• _Directive_:
Pick out each line in the material below that contains the word "flower" and copy those lines.
"""
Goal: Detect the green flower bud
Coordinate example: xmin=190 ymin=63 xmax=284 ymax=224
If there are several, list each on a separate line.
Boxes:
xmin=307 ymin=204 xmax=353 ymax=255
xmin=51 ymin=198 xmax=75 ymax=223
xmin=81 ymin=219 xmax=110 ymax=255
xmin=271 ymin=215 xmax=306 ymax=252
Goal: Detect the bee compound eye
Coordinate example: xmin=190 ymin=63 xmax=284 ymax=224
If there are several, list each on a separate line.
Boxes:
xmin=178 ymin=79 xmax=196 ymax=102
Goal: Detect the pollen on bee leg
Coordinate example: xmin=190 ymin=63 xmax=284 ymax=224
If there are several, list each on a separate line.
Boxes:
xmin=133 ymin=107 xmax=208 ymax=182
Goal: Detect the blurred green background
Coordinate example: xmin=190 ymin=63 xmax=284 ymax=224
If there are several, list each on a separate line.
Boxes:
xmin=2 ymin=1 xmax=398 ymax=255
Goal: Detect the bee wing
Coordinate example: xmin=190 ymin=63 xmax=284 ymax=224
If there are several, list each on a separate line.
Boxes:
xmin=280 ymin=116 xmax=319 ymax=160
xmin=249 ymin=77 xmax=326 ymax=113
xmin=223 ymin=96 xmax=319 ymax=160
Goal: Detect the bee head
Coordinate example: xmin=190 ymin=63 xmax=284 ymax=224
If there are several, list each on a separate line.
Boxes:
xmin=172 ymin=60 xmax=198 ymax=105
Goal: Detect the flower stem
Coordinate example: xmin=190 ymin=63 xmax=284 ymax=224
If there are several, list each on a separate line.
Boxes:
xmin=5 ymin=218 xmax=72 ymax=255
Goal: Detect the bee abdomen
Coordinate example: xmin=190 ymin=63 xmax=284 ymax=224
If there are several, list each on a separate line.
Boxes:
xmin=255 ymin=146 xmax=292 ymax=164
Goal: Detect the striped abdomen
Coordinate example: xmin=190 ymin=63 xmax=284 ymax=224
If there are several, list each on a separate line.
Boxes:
"""
• _Written answer_:
Goal: Detect the green flower bud
Goal: Detect the flower stem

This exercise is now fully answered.